(Records contained in a dataset)
....................

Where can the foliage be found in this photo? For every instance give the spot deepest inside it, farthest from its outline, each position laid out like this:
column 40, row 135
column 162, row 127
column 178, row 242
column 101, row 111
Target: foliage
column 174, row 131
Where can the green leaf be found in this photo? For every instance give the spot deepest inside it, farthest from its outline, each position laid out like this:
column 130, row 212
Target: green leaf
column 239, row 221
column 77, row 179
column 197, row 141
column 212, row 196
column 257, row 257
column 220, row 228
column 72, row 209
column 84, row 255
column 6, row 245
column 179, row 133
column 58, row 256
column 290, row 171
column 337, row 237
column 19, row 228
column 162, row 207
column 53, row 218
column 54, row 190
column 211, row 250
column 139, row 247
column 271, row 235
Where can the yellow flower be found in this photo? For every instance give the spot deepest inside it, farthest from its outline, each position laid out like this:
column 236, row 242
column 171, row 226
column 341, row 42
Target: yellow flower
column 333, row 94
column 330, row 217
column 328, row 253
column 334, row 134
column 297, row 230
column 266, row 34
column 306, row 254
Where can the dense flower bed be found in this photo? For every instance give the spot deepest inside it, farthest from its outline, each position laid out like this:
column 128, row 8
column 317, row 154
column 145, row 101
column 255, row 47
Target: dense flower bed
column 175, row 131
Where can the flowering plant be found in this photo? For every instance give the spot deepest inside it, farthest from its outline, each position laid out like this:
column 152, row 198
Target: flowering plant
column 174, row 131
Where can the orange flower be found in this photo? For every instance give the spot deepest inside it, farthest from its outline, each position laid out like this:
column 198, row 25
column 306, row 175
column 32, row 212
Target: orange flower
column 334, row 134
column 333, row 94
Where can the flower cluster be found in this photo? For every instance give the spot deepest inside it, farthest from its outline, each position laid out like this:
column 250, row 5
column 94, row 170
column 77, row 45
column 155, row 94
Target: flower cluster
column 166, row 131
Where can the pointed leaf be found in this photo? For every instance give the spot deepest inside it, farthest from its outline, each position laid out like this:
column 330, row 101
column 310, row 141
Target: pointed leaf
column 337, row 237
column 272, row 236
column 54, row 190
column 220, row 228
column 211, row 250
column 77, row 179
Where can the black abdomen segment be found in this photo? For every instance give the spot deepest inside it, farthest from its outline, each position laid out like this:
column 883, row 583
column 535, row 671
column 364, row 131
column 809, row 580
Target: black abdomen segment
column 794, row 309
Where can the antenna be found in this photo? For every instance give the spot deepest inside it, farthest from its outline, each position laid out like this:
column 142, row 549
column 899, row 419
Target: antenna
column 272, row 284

....................

Written task
Please recast every line of the listing above as a numbered list, omitting any blank lines.

Response for this exercise
1. Where can the foliage be found in this photo? For every instance give the spot deepest inside it, farthest from its outline, each position laid out like this:
2. column 40, row 135
3. column 162, row 127
4. column 178, row 242
5. column 101, row 111
6. Target: foliage
7. column 174, row 131
8. Where can the green leaf be found in this photo? For every instance give the spot deepest inside it, farthest from its outline, each position laid out like this:
9. column 130, row 212
10. Target: green leaf
11. column 239, row 221
12. column 77, row 179
13. column 197, row 141
14. column 212, row 196
15. column 257, row 257
16. column 220, row 228
17. column 72, row 209
18. column 84, row 255
19. column 6, row 245
20. column 179, row 133
21. column 58, row 256
22. column 290, row 171
23. column 337, row 237
24. column 19, row 228
25. column 162, row 207
26. column 53, row 218
27. column 54, row 190
28. column 211, row 250
29. column 139, row 247
30. column 271, row 235
31. Where can the yellow flower be found in this photo? For every instance give the spot deepest inside it, farthest from its outline, each position laid out like this:
32. column 236, row 242
33. column 171, row 226
34. column 341, row 42
35. Target: yellow flower
36. column 333, row 94
37. column 330, row 217
38. column 328, row 253
39. column 334, row 134
40. column 297, row 230
41. column 266, row 34
42. column 306, row 254
43. Where can the dense flower bed be found in this photo? For every instance give the spot deepest inside it, farthest from its outline, each position laid out like this:
44. column 128, row 8
45. column 317, row 154
46. column 145, row 101
47. column 255, row 47
48. Target: dense flower bed
49. column 175, row 131
50. Where can the flowering plant be found in this photo? For every instance give the spot deepest inside it, farthest from its outline, each position laid out like this:
51. column 152, row 198
52. Target: flowering plant
53. column 174, row 131
54. Where can the orange flower be found in this photo? For every instance give the spot deepest inside it, farthest from its outline, each position laid out like this:
55. column 198, row 25
56. column 306, row 175
57. column 32, row 212
58. Target: orange flower
59. column 334, row 134
60. column 333, row 94
61. Where can the flower cluster be found in this photo? For every instance give the spot deepest inside it, farthest from its outline, each position laid out like this:
62. column 250, row 5
63. column 94, row 170
64. column 77, row 45
65. column 155, row 94
66. Target: flower cluster
67. column 166, row 131
68. Where can the pointed leaf be found in this photo? For every instance give the spot deepest inside it, farthest from its outline, each position laid out like this:
69. column 330, row 101
70. column 310, row 141
71. Target: pointed leaf
72. column 337, row 237
73. column 272, row 236
74. column 54, row 190
75. column 220, row 228
76. column 211, row 250
77. column 77, row 179
78. Where can the black abdomen segment be found in this photo? For every instance give the spot deepest inside it, farthest from its outline, each position laid out like this:
79. column 883, row 583
80. column 535, row 671
81. column 364, row 131
82. column 809, row 580
83. Target: black abdomen segment
84. column 794, row 309
85. Where can the antenna be found in this photo? For every instance give the spot deepest inside it, farthest from its outline, each position laid out like this:
86. column 142, row 549
87. column 899, row 419
88. Target: antenna
89. column 272, row 284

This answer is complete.